— What is needed —
Starting with the line that contains "Every instance of the white garage", reproduce each line through the end of the listing below, with no other output.

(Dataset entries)
** Start **

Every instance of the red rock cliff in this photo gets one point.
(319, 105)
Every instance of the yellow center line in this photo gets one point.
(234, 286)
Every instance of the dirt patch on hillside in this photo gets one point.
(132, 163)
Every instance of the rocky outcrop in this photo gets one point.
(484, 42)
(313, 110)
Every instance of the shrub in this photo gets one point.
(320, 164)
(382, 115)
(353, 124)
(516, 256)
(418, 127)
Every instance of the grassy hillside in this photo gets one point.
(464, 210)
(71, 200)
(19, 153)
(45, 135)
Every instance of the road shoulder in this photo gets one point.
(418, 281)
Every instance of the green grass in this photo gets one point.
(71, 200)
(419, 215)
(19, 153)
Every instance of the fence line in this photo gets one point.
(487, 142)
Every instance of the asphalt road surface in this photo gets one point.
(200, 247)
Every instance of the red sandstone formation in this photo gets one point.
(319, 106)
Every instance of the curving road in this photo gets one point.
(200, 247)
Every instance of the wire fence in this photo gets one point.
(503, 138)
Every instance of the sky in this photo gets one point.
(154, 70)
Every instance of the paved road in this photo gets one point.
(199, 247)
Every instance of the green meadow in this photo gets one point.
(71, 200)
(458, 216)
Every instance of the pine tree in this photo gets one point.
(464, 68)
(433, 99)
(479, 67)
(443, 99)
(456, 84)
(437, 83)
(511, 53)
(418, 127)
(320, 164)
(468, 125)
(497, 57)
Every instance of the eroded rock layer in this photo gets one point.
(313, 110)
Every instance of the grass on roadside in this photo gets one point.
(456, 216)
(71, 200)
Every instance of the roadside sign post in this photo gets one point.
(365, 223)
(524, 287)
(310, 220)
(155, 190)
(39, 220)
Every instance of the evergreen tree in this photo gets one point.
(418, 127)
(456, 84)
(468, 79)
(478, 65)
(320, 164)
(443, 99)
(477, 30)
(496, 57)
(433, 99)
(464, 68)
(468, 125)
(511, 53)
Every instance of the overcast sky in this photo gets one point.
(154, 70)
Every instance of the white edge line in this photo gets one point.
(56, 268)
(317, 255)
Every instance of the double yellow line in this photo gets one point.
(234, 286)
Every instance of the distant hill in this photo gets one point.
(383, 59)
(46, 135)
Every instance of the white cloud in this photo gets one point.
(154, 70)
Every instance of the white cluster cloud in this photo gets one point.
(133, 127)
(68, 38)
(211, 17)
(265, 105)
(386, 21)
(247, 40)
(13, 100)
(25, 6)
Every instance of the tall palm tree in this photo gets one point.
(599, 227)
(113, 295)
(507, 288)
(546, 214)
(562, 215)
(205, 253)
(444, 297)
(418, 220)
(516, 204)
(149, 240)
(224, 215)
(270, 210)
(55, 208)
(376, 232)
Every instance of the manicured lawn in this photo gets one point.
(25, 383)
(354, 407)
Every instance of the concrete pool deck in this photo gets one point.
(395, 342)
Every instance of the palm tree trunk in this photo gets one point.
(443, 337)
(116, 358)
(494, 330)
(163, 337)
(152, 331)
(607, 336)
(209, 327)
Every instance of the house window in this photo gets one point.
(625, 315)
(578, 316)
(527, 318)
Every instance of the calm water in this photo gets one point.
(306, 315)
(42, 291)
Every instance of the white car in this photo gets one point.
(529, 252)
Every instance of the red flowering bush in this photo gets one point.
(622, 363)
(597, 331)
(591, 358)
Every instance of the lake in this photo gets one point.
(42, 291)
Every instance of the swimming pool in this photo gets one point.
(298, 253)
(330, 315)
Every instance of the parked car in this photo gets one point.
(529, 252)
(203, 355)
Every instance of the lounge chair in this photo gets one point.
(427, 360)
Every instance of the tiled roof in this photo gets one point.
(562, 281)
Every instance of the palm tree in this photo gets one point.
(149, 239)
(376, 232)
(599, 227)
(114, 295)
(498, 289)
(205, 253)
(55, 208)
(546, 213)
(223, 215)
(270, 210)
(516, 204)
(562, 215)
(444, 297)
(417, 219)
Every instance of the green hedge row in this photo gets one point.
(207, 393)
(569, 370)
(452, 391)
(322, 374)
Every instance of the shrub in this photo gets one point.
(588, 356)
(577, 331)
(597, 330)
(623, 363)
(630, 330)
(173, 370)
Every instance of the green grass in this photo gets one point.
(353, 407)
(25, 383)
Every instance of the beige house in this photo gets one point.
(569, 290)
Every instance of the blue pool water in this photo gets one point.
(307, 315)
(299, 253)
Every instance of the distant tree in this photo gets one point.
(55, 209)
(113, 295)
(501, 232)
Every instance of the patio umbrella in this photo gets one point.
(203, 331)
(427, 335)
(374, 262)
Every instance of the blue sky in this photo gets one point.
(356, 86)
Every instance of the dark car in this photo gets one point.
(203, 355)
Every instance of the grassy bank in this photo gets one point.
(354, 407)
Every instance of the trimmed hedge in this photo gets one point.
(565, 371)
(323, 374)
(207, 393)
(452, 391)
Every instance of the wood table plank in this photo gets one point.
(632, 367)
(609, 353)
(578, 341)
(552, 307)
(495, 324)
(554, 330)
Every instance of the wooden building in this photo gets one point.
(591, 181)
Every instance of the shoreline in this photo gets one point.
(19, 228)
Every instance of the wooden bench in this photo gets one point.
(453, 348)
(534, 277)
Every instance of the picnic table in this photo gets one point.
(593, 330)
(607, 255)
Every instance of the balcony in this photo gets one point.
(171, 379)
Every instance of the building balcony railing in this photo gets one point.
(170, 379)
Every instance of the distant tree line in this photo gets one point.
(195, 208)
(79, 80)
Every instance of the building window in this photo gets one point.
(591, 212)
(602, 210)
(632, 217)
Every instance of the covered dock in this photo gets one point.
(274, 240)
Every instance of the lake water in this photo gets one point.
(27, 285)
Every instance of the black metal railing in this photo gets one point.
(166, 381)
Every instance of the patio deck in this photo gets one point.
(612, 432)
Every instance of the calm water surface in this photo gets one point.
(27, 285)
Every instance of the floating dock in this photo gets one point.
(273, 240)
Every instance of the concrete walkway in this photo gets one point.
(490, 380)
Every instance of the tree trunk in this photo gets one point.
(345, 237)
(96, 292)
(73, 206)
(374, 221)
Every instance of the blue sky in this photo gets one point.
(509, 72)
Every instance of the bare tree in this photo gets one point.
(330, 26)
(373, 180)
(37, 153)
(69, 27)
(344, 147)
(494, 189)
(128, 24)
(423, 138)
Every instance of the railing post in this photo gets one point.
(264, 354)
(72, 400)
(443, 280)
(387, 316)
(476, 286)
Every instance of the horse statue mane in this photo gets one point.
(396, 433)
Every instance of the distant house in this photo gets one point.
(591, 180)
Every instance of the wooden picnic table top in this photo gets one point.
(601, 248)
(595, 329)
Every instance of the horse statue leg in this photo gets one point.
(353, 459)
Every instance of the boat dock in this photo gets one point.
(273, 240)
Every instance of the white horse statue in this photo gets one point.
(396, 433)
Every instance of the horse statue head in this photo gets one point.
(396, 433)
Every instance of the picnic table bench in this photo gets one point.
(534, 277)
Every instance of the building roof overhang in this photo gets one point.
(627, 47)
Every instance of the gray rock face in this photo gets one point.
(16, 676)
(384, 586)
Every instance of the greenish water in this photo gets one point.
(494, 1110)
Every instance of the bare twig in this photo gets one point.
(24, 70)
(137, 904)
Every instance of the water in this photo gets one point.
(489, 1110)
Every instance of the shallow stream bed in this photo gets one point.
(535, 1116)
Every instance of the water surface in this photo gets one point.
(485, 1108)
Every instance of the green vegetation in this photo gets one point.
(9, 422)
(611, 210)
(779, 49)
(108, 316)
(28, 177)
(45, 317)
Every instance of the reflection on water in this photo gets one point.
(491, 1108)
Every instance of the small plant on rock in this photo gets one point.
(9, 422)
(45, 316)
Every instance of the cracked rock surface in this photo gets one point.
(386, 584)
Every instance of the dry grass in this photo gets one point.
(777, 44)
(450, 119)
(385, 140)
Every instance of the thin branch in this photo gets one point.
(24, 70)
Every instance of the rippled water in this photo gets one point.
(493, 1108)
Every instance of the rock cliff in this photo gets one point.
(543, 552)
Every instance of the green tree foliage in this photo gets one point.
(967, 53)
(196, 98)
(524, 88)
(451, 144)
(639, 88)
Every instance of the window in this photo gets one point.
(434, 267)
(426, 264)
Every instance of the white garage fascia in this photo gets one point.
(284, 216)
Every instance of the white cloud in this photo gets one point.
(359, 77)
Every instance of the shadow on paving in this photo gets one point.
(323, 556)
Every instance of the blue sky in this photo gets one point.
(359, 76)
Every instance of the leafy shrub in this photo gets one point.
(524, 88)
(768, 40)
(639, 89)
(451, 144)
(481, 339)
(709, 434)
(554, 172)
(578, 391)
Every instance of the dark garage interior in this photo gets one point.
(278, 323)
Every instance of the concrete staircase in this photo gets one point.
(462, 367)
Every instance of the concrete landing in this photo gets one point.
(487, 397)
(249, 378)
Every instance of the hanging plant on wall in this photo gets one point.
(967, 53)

** End **

— Finished exercise —
Every instance of the white garage fascia in this photo gets one point.
(284, 216)
Every instance of the white cloud in this photo gets one point.
(359, 77)
Every instance of the shadow on paving in this photo gets one point.
(323, 556)
Every instance of the blue sky in this photo gets one point.
(359, 76)
Every instance of the leafy shrub in this photo gets one point.
(524, 88)
(768, 40)
(639, 89)
(451, 144)
(481, 339)
(709, 434)
(554, 172)
(578, 391)
Every instance of the dark garage interior in this photo gets one point.
(278, 323)
Every instance of the concrete staircase in this photo gets one point.
(462, 367)
Every instance of the concrete landing in this photo gets one point.
(487, 397)
(249, 378)
Every instance of the hanging plant on wall in this photo gets one point.
(967, 53)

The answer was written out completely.